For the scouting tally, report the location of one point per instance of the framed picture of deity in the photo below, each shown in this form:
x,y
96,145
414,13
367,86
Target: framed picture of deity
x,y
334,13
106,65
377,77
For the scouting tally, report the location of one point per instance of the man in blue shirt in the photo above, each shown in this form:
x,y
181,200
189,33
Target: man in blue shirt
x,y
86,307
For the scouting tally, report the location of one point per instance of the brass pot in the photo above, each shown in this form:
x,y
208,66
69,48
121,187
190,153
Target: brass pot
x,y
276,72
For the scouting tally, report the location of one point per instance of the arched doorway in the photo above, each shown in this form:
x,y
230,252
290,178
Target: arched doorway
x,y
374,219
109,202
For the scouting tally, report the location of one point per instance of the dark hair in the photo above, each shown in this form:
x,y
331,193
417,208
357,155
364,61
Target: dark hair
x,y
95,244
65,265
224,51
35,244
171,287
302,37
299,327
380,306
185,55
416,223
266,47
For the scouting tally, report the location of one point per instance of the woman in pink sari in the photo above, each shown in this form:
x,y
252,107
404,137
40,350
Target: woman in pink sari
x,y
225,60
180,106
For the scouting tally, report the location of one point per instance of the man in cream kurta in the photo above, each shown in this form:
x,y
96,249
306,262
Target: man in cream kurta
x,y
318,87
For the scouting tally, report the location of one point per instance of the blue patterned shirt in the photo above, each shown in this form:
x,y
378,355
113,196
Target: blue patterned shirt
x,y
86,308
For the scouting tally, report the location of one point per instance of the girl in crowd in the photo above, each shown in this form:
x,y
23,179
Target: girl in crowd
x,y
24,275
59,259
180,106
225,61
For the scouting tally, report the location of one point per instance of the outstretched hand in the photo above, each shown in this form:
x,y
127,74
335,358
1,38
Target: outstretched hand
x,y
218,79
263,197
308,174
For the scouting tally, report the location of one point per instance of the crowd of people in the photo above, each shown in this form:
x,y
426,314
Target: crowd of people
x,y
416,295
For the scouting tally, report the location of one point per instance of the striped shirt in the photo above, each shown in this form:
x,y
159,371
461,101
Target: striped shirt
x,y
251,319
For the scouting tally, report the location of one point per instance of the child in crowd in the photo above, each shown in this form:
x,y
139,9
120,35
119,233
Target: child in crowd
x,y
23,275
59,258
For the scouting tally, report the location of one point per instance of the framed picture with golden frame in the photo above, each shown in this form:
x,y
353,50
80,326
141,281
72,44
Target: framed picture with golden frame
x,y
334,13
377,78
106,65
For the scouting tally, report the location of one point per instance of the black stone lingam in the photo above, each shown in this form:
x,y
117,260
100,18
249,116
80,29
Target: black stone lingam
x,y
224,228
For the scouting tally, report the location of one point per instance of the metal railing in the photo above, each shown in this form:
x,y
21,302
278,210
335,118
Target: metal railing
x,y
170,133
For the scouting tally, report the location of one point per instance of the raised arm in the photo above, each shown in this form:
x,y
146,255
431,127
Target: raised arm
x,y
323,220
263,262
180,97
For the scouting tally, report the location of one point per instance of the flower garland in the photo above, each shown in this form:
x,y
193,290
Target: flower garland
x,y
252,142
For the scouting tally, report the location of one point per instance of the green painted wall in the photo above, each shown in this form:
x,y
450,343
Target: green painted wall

========

**DESCRIPTION OF THE TASK**
Could you transcribe all of the data exactly as it is given?

**YOUR SOLUTION**
For the scouting tally, report the location of one point per instance of the framed picture of deity in the photo below, each shown in this form:
x,y
96,145
414,13
367,86
Target: framed picture of deity
x,y
334,13
106,65
377,77
For the scouting tally, report the location of one point per instance of the man in blue shirt in the photo above, each shown in this form:
x,y
181,200
189,33
Target: man in blue shirt
x,y
86,307
For the scouting tally, report the location of one point per instance of the brass pot in the photo above, each shown in this form:
x,y
208,66
69,48
121,187
190,153
Target: brass pot
x,y
276,72
For the scouting tally, report the location of one point per instance of the arched doorway in the photo above, each shown in this form:
x,y
230,252
290,178
Target: arched doorway
x,y
374,219
109,202
For the scouting tally, report the location of one point per instance of the dark hair in the photo above, each shown in this form:
x,y
331,193
417,208
357,155
364,61
Target: dark hair
x,y
95,244
65,265
224,51
35,244
171,287
302,37
299,327
380,306
185,55
416,223
266,47
For the scouting tally, report the location of one point per instance of the woman in pink sari in the photo above, each shown in this form:
x,y
252,107
404,137
40,350
Target: woman in pink sari
x,y
225,60
180,106
For the scouting tally, report the location of one point per instance of the man in cream kurta in the photo above, each shown in this form:
x,y
96,249
306,262
Target: man in cream kurta
x,y
318,87
For the scouting tally, report the location of one point per instance of the blue patterned shirt in the photo above, each shown in this form:
x,y
378,355
113,196
Target: blue patterned shirt
x,y
86,308
For the scouting tally, report the location of one point per instance of the girl in crowd in the photo above, each shown in this form:
x,y
23,179
Target: girl in crowd
x,y
24,275
59,259
180,106
225,61
For the scouting tally, report the location of one point per instance of the outstretched hand in the photo above, each shown in this form:
x,y
127,74
335,358
1,38
Target: outstretched hand
x,y
218,79
263,197
308,174
For the scouting tally, report the location of one point per instance of the crowd of people in the photo above, each shown in this form:
x,y
426,314
Target: crowd of people
x,y
416,295
For the scouting tally, report the location of one point per instance of the striped shirt in the photo above, each shown in this form:
x,y
159,371
461,101
Target: striped shirt
x,y
251,319
For the scouting tally, report the location of one point per instance of the child in crowd in the photo above, each shown in this form:
x,y
139,9
120,35
119,233
Target: child in crowd
x,y
23,275
59,258
For the scouting tally, report the location of one point per instance of the framed picture with golden frame in the photo above, each shown in this form:
x,y
353,50
80,326
141,281
72,44
Target: framed picture with golden frame
x,y
334,13
377,78
106,65
For the scouting tally, report the location of one point per instance of the black stone lingam in the photo above, each shown in this form:
x,y
117,260
100,18
249,116
80,29
Target: black stone lingam
x,y
224,228
For the scouting tally, report the location of one point per instance of the metal railing in the photo above, each shown in this form:
x,y
21,302
278,210
335,118
Target: metal railing
x,y
170,133
For the scouting tally, report the location of one point per instance of the raised arm in the photo above, each shown in this form:
x,y
146,255
431,127
Target: raised arm
x,y
323,220
263,262
180,97
For the scouting tally, report the location of one point per instance of the flower garland in the photo above, each shown in this form:
x,y
193,290
Target: flower garland
x,y
252,142
For the scouting tally, report the location of one point per instance of the green painted wall in the photo above, each shown in this form:
x,y
450,343
Target: green painted wall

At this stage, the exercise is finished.